----- GIVEN RECORDS

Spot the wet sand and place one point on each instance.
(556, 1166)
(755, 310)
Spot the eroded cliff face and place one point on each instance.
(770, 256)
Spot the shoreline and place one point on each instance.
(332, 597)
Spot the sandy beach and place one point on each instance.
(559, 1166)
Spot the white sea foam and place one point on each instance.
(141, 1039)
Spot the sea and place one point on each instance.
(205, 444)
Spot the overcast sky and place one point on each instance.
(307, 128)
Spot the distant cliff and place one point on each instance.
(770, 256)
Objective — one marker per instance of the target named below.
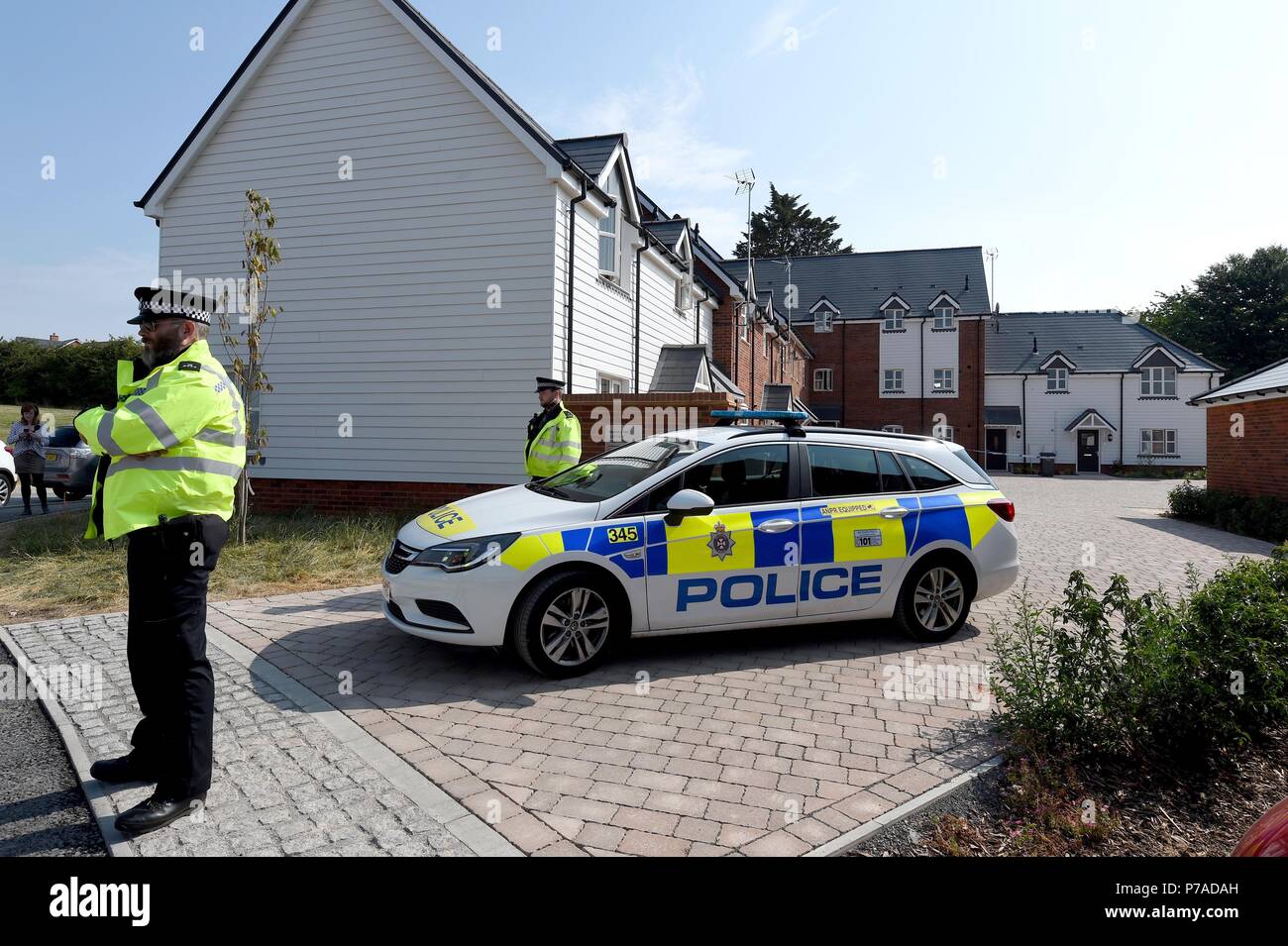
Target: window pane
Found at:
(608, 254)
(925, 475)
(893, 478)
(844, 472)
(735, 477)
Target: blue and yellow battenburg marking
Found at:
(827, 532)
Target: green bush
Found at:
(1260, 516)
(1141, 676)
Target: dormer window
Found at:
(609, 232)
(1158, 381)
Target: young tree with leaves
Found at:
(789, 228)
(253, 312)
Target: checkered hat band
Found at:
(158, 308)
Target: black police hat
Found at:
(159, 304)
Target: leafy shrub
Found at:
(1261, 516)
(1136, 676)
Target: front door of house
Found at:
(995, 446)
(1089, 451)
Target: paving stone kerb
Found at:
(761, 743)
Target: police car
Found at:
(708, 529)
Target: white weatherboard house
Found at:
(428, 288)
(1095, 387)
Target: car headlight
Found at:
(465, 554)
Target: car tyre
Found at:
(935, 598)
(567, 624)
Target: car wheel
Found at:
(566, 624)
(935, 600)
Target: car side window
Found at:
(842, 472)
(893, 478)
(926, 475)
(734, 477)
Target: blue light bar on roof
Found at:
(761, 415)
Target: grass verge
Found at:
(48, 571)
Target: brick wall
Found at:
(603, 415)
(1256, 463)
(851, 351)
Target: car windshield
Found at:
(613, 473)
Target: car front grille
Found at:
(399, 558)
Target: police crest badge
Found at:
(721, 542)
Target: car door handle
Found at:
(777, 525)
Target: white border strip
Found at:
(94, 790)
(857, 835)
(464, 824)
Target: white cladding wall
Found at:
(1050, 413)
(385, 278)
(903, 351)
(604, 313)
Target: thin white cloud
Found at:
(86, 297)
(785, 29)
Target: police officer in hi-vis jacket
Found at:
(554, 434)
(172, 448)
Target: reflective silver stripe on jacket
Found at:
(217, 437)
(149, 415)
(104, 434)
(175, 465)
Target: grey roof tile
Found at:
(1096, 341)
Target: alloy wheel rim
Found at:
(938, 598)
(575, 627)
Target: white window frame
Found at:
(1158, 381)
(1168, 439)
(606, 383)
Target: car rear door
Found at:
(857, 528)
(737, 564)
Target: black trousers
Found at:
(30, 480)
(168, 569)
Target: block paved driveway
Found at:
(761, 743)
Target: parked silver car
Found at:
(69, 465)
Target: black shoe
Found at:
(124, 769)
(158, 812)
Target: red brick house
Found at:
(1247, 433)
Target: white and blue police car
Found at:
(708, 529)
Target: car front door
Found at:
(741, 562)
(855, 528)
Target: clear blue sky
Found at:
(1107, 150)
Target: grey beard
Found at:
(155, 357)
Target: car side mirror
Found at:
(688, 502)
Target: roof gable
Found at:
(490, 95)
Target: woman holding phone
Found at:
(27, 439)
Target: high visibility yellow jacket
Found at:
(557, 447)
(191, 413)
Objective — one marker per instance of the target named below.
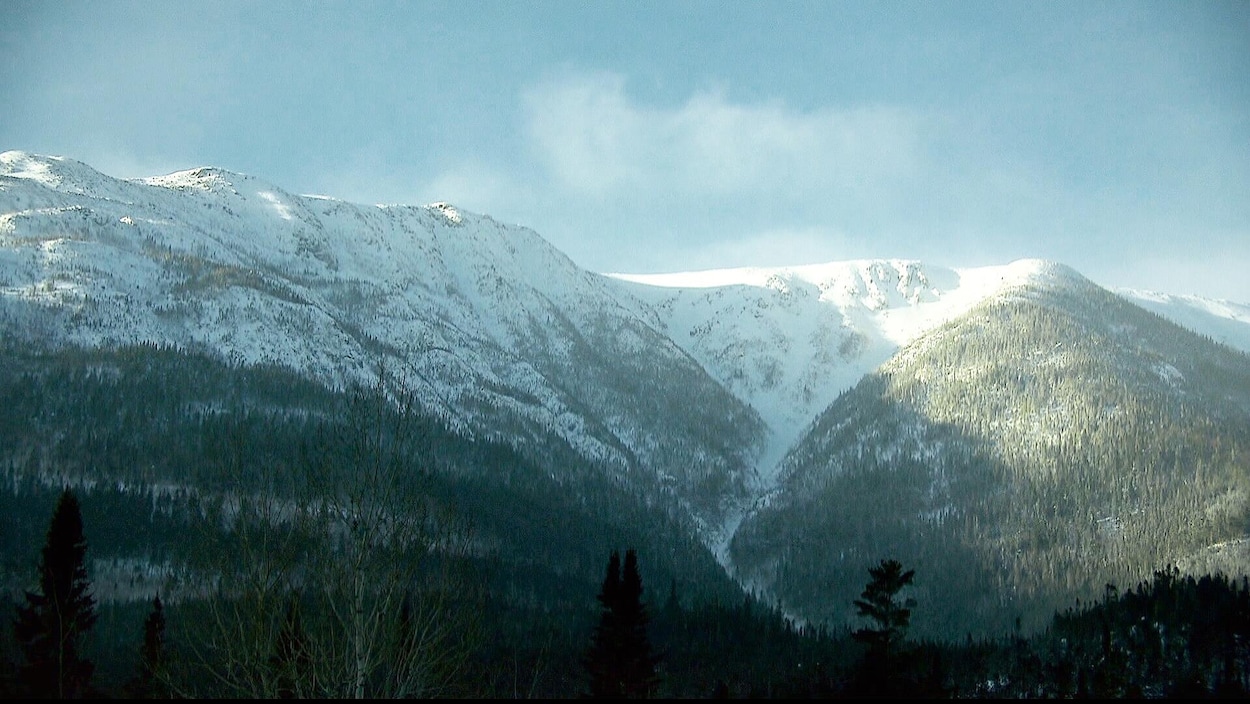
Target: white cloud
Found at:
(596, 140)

----------

GIVEN INSTRUCTION: Render every line of the entries above as a Markdown table with the columns "Row" and "Entry line", numbering the rows and skipping blank lines. Leave the pictures out of the table.

RESULT OF THIS EXERCISE:
| Row | Entry line |
|---|---|
| 1 | Spot the wet sand and place one point on each instance. |
| 2 | (556, 1166) |
| 3 | (755, 310) |
| 4 | Spot the eroded cliff face and place one point on each instance. |
| 5 | (770, 256) |
| 6 | Spot the shoreline and place one point on each instance. |
| 7 | (332, 597) |
| 8 | Spot the sandy beach and place one point on each instance. |
| 9 | (559, 1166) |
| 10 | Spot the white sea foam and place one point on each instance. |
| 11 | (141, 1039) |
| 12 | Spot the sea and place one point on each instance. |
| 13 | (205, 444) |
| 14 | Spot the overcast sky and place one point on each instance. |
| 15 | (307, 128) |
| 16 | Spot the distant cliff and place one point on each instance. |
| 17 | (770, 256) |
| 18 | Objective — one marker per instance of the target named below. |
| 19 | Target: window pane |
| 20 | Found at: |
| 21 | (608, 254) |
| 22 | (925, 475) |
| 23 | (893, 478) |
| 24 | (844, 472) |
| 25 | (735, 477) |
| 26 | Target: blue and yellow battenburg marking |
| 27 | Found at: |
| 28 | (827, 532) |
| 29 | Target: green bush |
| 30 | Found at: |
| 31 | (1260, 516) |
| 32 | (1141, 676) |
| 33 | Target: dormer window |
| 34 | Found at: |
| 35 | (609, 232) |
| 36 | (1158, 381) |
| 37 | Target: young tree with leaves |
| 38 | Found at: |
| 39 | (789, 228) |
| 40 | (253, 312) |
| 41 | Target: checkered hat band |
| 42 | Found at: |
| 43 | (158, 308) |
| 44 | Target: black police hat |
| 45 | Found at: |
| 46 | (159, 304) |
| 47 | Target: leafy shrub |
| 48 | Found at: |
| 49 | (1261, 516) |
| 50 | (1136, 676) |
| 51 | Target: front door of house |
| 52 | Found at: |
| 53 | (995, 446) |
| 54 | (1089, 451) |
| 55 | Target: paving stone kerb |
| 56 | Found at: |
| 57 | (761, 743) |
| 58 | Target: police car |
| 59 | Found at: |
| 60 | (708, 529) |
| 61 | Target: white weatherboard house |
| 62 | Found at: |
| 63 | (428, 288) |
| 64 | (1095, 387) |
| 65 | Target: car headlight |
| 66 | Found at: |
| 67 | (465, 554) |
| 68 | Target: car tyre |
| 69 | Found at: |
| 70 | (935, 598) |
| 71 | (567, 624) |
| 72 | Target: car wheel |
| 73 | Found at: |
| 74 | (566, 624) |
| 75 | (935, 600) |
| 76 | Target: car side window |
| 77 | Found at: |
| 78 | (842, 472) |
| 79 | (893, 478) |
| 80 | (926, 475) |
| 81 | (734, 477) |
| 82 | Target: blue light bar on roof |
| 83 | Found at: |
| 84 | (761, 415) |
| 85 | Target: grass verge |
| 86 | Found at: |
| 87 | (48, 571) |
| 88 | Target: brick wall |
| 89 | Found at: |
| 90 | (603, 415) |
| 91 | (1256, 463) |
| 92 | (851, 351) |
| 93 | Target: car windshield |
| 94 | Found at: |
| 95 | (613, 473) |
| 96 | Target: car front grille |
| 97 | Found at: |
| 98 | (399, 558) |
| 99 | Target: police crest badge |
| 100 | Found at: |
| 101 | (721, 542) |
| 102 | Target: car door handle |
| 103 | Found at: |
| 104 | (777, 525) |
| 105 | Target: white border strip |
| 106 | Found at: |
| 107 | (94, 790) |
| 108 | (857, 835) |
| 109 | (464, 824) |
| 110 | Target: white cladding wall |
| 111 | Found at: |
| 112 | (1050, 413) |
| 113 | (385, 278) |
| 114 | (903, 351) |
| 115 | (604, 313) |
| 116 | Target: thin white cloud |
| 117 | Found at: |
| 118 | (86, 297) |
| 119 | (785, 29) |
| 120 | Target: police officer in hi-vis jacket |
| 121 | Found at: |
| 122 | (554, 434) |
| 123 | (172, 448) |
| 124 | Target: reflective silver stripe on jacket |
| 125 | Found at: |
| 126 | (217, 437) |
| 127 | (149, 415) |
| 128 | (104, 434) |
| 129 | (175, 465) |
| 130 | Target: grey roof tile |
| 131 | Found at: |
| 132 | (1096, 341) |
| 133 | Target: alloy wheel rim |
| 134 | Found at: |
| 135 | (938, 598) |
| 136 | (575, 627) |
| 137 | Target: white window frame |
| 138 | Found at: |
| 139 | (1158, 381) |
| 140 | (1168, 439) |
| 141 | (606, 383) |
| 142 | Target: car rear door |
| 143 | Found at: |
| 144 | (857, 528) |
| 145 | (737, 564) |
| 146 | Target: black trousers |
| 147 | Found at: |
| 148 | (30, 480) |
| 149 | (168, 569) |
| 150 | Target: block paved driveway |
| 151 | Found at: |
| 152 | (761, 743) |
| 153 | Target: parked silver car |
| 154 | Found at: |
| 155 | (69, 465) |
| 156 | Target: black shoe |
| 157 | Found at: |
| 158 | (124, 769) |
| 159 | (158, 812) |
| 160 | Target: red brick house |
| 161 | Found at: |
| 162 | (1247, 433) |
| 163 | Target: white and blue police car |
| 164 | Found at: |
| 165 | (708, 529) |
| 166 | Target: car front door |
| 167 | Found at: |
| 168 | (741, 562) |
| 169 | (855, 528) |
| 170 | Target: clear blue sky |
| 171 | Found at: |
| 172 | (1107, 150) |
| 173 | Target: grey beard |
| 174 | Found at: |
| 175 | (155, 357) |
| 176 | Target: car side mirror |
| 177 | Found at: |
| 178 | (688, 502) |
| 179 | Target: roof gable |
| 180 | Found at: |
| 181 | (490, 95) |
| 182 | Target: woman holding phone |
| 183 | Found at: |
| 184 | (27, 439) |
| 185 | Target: high visibility yellow jacket |
| 186 | Found at: |
| 187 | (557, 447) |
| 188 | (191, 413) |
| 189 | Objective — one marker per instance of the target named below. |
| 190 | Target: white cloud |
| 191 | Found at: |
| 192 | (596, 140) |